> _Given passage_:
>> BEGIN

Terence William "Terry" Walker (born 26 October 1935) is a British Labour Party politician.

Early life
Walker was the son of William Edwin and Lilian Grace Walker. Educated at the Grammar School and College of Further Education in Bristol, he became an accountant, and worked for Courage (Western) Limited from 1951 to 1974.

Political career 
Walker was the Member of Parliament (MP) for the then-new constituency of Kingswood from 1974 to 1979 when he lost the seat to the Conservative Jack Aspinwall by just 303 votes (0.6%). He contested Kingswood again at the subsequent 1983 election, but failed to retake the seat. In 1987, he unsuccessfully stood for Bristol North West.

He became a member of Avon County Council in 1981 until its abolition in 1996; he was Vice-Chairman, 1992–93 and Chairman, 1993–94. From then, until his retirement in 2015, he was a member of South Gloucestershire Council, representing Kings Chase ward. During his tenure, he was Deputy Leader of the Labour Group from 1996 to 2009. From 1996 to 2015, Walker was also Chairman of the Avon Fire Authority.

>> END

> _Recorded data_:
>> BEGIN

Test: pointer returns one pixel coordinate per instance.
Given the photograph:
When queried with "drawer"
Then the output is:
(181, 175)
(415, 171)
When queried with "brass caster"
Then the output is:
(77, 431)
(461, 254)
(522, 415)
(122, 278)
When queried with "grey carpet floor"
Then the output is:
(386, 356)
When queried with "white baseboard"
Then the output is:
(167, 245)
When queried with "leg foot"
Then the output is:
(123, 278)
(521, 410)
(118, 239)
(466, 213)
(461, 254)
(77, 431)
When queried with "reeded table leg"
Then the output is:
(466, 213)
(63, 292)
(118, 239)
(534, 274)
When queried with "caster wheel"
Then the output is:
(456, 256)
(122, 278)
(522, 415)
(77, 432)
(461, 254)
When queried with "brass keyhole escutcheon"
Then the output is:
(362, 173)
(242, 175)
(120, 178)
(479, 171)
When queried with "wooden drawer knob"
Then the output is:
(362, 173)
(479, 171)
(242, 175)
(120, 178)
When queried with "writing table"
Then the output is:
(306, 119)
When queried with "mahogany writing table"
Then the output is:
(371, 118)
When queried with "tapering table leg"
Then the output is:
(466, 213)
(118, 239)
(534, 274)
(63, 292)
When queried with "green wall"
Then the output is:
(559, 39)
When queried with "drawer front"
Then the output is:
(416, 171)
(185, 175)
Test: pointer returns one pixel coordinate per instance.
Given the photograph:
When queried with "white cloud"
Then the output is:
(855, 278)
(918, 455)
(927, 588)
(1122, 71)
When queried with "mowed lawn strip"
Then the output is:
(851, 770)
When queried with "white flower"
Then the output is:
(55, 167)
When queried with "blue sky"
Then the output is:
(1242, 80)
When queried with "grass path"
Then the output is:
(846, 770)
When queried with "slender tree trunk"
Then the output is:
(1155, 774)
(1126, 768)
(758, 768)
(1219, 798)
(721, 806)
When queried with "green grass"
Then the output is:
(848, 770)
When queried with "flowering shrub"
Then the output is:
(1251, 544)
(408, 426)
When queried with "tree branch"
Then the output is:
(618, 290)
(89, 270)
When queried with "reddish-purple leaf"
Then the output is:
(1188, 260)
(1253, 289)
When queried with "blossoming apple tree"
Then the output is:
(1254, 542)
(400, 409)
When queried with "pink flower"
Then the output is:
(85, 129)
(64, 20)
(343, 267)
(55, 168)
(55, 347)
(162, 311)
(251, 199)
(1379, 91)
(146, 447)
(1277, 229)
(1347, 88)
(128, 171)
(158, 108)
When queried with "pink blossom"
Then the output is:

>> END

> _Complete the following_:
**A.** Please set down everything in the Terry Walker biography from "He became a member" down to "Avon Fire Authority.", word for word.
**B.** Locate each line of the records that contains the word "tree" and copy those lines, matching case exactly.
The Terry Walker biography and the records are unrelated material.

> _Responses for each task_:
**A.**
He became a member of Avon County Council in 1981 until its abolition in 1996; he was Vice-Chairman, 1992–93 and Chairman, 1993–94. From then, until his retirement in 2015, he was a member of South Gloucestershire Council, representing Kings Chase ward. During his tenure, he was Deputy Leader of the Labour Group from 1996 to 2009. From 1996 to 2015, Walker was also Chairman of the Avon Fire Authority.

**B.**
When queried with "slender tree trunk"
When queried with "tree branch"
When queried with "blossoming apple tree"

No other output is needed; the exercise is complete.